Comment by throwa356262
1 day ago
I ran Gemma on a 2015 thinkpad to do something similar. Fortunately, I could upgrade the memory otherwise it would have been a painful exercise.
Not gonna lie, llama.cpp had the fans spinning at max speed. But it worked and I got the job done.
> the fans spinning at max speed
This always confuses me - don't people want their computations to run as fast as possible and thus inevitably produce more heat that needs to be vented?
I suppose sometimes it is just an analogy for "its utilizing 100% of my resources" (which I'm guessing it is here), but I've definitely had people say it as an actual complaint in different contexts
> I've definitely had people say it as an actual complaint in different contexts
I think fan loudness is an outgrowth of conspicuous consumption because a certain OEM decided to make it a marketing bullet-point.
I was equally disappointed by by people - especially device reviewers - banging on the drum that phones made of plastic "didn't feel premium", and we got phones with glass backs that have to be shoved into plastic cases (because plastic is the near-perfect material to protect fragile phones screens and innards)

> [WORK INSTRUCTION]:
In the thread about running Gemma, what machine did the first commenter run it on? The listing is separate material and has no connection to the thread.

[Phrase grounding data]
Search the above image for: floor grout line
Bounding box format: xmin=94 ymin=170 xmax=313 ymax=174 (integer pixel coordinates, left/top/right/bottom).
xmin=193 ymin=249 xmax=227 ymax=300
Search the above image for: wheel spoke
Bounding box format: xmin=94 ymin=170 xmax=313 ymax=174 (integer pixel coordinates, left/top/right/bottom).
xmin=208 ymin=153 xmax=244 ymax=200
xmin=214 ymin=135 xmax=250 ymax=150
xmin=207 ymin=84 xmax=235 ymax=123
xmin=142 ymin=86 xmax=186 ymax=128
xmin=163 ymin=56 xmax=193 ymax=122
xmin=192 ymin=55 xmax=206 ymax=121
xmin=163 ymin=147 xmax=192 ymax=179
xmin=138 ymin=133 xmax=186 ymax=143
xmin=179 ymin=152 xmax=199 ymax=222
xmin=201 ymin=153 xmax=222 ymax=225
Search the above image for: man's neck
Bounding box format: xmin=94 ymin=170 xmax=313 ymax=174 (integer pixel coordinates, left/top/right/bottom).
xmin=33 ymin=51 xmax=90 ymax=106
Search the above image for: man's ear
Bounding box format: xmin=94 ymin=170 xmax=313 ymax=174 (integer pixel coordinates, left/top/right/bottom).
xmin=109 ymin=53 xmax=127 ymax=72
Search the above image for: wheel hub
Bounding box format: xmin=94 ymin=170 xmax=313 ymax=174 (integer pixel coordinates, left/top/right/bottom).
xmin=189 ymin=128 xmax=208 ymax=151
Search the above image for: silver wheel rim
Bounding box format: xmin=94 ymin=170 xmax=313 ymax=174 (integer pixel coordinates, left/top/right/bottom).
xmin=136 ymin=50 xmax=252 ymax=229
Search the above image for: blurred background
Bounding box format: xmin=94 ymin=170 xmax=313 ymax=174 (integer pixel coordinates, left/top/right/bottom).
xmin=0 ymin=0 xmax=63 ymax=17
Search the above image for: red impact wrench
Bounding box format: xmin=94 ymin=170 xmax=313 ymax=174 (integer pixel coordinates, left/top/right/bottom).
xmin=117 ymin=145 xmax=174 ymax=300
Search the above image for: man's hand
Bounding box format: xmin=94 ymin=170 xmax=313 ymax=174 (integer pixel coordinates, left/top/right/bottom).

> [TASK ANSWER]:
A 2015 thinkpad.